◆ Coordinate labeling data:
☆ ☆ ☆ ☆

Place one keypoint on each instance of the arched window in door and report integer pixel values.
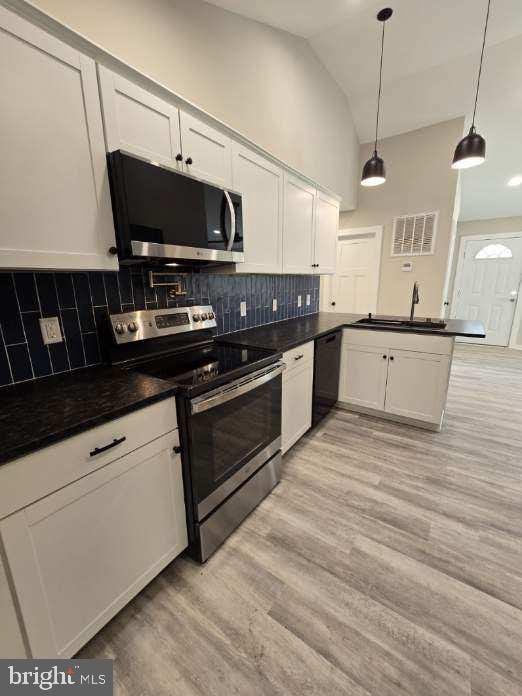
(494, 251)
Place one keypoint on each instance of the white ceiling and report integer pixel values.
(431, 60)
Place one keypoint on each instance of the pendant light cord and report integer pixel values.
(379, 90)
(480, 65)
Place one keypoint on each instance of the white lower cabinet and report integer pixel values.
(363, 376)
(297, 394)
(417, 385)
(399, 375)
(77, 556)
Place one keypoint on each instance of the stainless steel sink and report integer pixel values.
(406, 323)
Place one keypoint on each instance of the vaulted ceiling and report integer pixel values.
(431, 60)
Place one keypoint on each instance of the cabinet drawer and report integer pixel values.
(79, 555)
(29, 478)
(441, 345)
(299, 355)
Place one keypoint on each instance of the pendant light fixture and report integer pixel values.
(374, 171)
(471, 150)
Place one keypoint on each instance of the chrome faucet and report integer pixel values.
(414, 299)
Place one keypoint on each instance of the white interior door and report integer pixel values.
(487, 285)
(354, 286)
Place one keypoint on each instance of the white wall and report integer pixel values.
(419, 179)
(265, 83)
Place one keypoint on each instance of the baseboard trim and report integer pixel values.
(435, 427)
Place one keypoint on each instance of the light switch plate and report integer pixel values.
(51, 332)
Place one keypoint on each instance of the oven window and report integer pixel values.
(227, 436)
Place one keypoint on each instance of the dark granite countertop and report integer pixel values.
(39, 413)
(284, 335)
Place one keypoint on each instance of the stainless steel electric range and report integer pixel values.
(229, 413)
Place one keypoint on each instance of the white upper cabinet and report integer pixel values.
(139, 122)
(207, 153)
(261, 185)
(298, 230)
(54, 191)
(326, 233)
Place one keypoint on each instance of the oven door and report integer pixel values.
(232, 432)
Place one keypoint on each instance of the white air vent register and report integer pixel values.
(414, 235)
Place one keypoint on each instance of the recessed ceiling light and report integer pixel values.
(515, 180)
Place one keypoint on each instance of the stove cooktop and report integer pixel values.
(206, 364)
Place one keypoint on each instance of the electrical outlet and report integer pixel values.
(50, 328)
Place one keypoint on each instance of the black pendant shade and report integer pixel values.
(374, 171)
(470, 151)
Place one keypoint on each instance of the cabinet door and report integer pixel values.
(261, 185)
(54, 191)
(296, 416)
(207, 152)
(417, 385)
(326, 233)
(78, 556)
(363, 376)
(298, 228)
(137, 121)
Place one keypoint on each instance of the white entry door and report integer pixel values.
(487, 285)
(355, 285)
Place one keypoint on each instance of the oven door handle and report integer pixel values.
(231, 391)
(230, 244)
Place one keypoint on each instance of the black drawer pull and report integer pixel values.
(114, 443)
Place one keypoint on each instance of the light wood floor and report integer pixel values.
(388, 561)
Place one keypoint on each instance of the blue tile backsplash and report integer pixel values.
(83, 300)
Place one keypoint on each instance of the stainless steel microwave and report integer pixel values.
(160, 214)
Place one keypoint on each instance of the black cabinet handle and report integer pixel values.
(114, 443)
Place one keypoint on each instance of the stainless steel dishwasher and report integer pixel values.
(326, 374)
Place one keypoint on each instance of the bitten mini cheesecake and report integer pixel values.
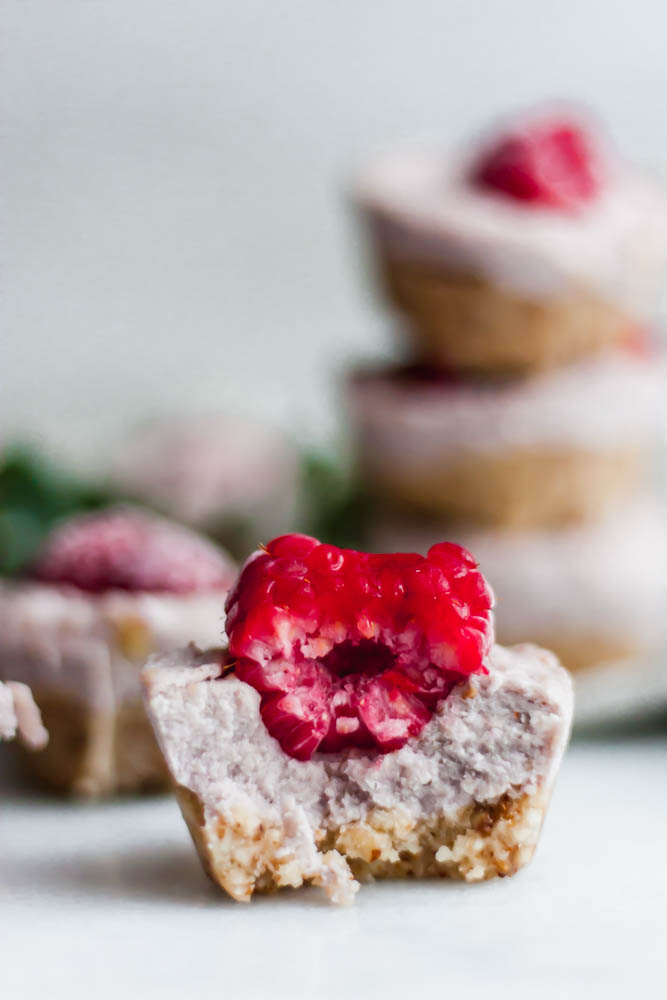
(234, 478)
(106, 591)
(593, 593)
(539, 247)
(362, 724)
(561, 446)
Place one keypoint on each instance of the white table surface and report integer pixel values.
(109, 900)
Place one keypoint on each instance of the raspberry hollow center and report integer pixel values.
(349, 649)
(365, 657)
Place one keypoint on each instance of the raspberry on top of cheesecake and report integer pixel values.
(106, 590)
(361, 724)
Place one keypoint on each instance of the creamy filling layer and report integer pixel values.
(601, 405)
(495, 733)
(422, 209)
(93, 646)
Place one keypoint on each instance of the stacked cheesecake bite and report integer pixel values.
(521, 419)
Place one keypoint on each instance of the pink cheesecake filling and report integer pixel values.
(351, 649)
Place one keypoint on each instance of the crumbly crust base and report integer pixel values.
(485, 840)
(91, 753)
(578, 651)
(522, 488)
(472, 325)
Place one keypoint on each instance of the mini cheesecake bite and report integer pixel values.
(559, 447)
(362, 724)
(105, 591)
(536, 248)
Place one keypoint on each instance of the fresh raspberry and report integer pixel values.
(126, 549)
(351, 649)
(548, 163)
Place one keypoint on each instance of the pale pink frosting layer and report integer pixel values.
(421, 207)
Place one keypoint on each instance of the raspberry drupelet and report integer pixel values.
(548, 163)
(352, 649)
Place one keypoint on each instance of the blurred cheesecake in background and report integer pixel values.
(19, 716)
(559, 447)
(105, 591)
(234, 478)
(592, 593)
(535, 247)
(522, 416)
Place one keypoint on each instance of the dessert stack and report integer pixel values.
(521, 416)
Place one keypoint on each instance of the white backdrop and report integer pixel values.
(175, 232)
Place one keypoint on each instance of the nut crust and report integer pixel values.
(471, 325)
(485, 840)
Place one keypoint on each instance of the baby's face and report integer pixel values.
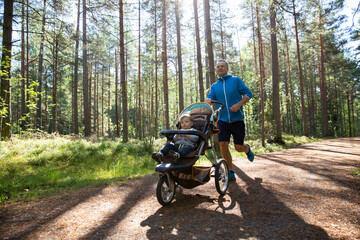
(186, 123)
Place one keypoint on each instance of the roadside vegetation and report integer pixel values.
(32, 168)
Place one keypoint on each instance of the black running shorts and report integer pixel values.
(236, 129)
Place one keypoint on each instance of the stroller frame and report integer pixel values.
(183, 171)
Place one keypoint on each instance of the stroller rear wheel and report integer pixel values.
(165, 191)
(222, 176)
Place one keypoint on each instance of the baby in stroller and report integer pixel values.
(181, 144)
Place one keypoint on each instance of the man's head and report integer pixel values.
(186, 121)
(222, 67)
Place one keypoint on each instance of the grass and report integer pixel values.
(32, 168)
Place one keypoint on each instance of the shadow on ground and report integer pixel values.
(261, 216)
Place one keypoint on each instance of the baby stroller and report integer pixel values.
(185, 172)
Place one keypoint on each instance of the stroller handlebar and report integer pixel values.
(220, 103)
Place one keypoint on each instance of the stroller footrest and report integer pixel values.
(164, 167)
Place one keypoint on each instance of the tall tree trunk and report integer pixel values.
(5, 77)
(290, 86)
(23, 66)
(198, 52)
(275, 73)
(109, 103)
(209, 43)
(287, 98)
(139, 123)
(102, 101)
(156, 70)
(303, 111)
(87, 116)
(164, 60)
(76, 77)
(221, 31)
(117, 133)
(349, 112)
(323, 90)
(54, 112)
(38, 120)
(122, 74)
(262, 77)
(179, 55)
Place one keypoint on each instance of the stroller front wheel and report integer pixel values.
(165, 190)
(222, 176)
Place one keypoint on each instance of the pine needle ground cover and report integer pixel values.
(31, 168)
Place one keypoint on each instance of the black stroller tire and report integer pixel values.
(222, 176)
(165, 190)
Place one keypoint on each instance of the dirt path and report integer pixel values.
(302, 193)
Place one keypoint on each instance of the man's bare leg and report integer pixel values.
(225, 152)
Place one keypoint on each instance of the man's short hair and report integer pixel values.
(223, 61)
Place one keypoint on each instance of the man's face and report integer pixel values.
(221, 69)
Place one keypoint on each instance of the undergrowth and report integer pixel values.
(31, 168)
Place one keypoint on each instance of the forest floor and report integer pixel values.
(307, 192)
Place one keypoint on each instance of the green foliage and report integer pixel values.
(30, 168)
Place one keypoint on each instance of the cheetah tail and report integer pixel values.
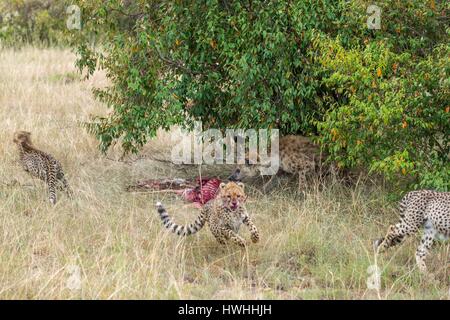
(185, 230)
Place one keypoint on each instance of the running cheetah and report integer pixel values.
(225, 214)
(422, 208)
(41, 165)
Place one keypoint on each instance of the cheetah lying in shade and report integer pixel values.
(41, 165)
(423, 208)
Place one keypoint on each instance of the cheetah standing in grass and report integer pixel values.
(41, 165)
(225, 214)
(423, 208)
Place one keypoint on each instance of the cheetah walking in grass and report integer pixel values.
(225, 214)
(425, 209)
(41, 165)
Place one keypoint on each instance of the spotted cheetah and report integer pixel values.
(298, 155)
(41, 165)
(225, 214)
(422, 208)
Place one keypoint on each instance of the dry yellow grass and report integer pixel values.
(114, 244)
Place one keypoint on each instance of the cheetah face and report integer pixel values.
(21, 137)
(232, 195)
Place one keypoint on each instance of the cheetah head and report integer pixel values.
(232, 194)
(21, 137)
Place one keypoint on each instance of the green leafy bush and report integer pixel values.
(392, 114)
(377, 98)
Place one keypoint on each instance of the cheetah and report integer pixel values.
(298, 155)
(41, 165)
(224, 214)
(422, 208)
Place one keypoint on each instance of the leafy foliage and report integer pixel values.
(375, 98)
(40, 22)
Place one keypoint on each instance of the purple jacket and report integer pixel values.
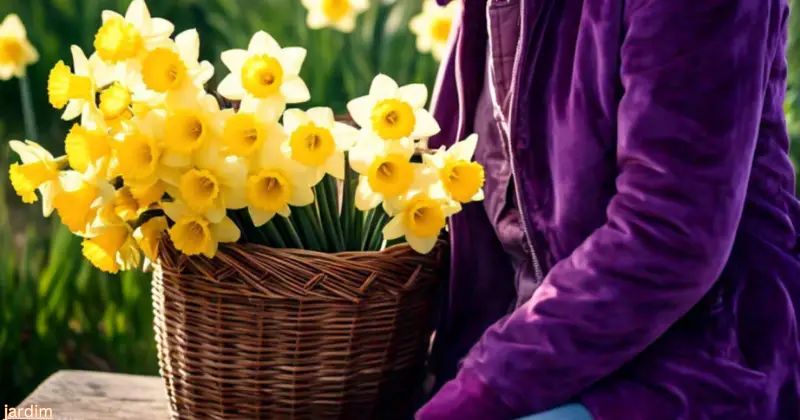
(649, 150)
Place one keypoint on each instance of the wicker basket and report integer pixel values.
(262, 333)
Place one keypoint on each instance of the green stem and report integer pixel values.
(288, 231)
(376, 238)
(327, 219)
(272, 234)
(366, 230)
(28, 113)
(347, 216)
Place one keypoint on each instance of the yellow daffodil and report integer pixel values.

☆ ☆ ☆ ☆

Starting at the line that contains "Place one keypoint on each instance of the cheetah face", write out every line through the end of the entries, both ends included, without any pictures.

◆ Final result:
Place one keypoint on each instance of the cheetah face and report integer pixel values.
(21, 137)
(232, 195)
Place one keypoint on each instance of the cheetah head and report integer pixel values.
(232, 194)
(21, 137)
Place one keypoint on each instance of the green leafy bush and report integer pixel values.
(392, 114)
(377, 98)
Place one keypoint on each instance of the cheetah and report integer pixel values.
(298, 155)
(41, 165)
(224, 214)
(422, 208)
Place one keypoint on each instance of the leafy foliage and report integer pixel values.
(375, 98)
(40, 22)
Place one keypoint on each instance of the purple jacket and report integer pixel values.
(649, 150)
Place one keypoint on each instance of the wicker basket and report integer pixel values.
(262, 333)
Place one keypoint on each instance of the green stem and report integer pixel values.
(288, 231)
(376, 238)
(327, 219)
(272, 234)
(366, 230)
(28, 113)
(347, 216)
Place one keypoint on each instance of the yellow daffodil and report integer pixel values.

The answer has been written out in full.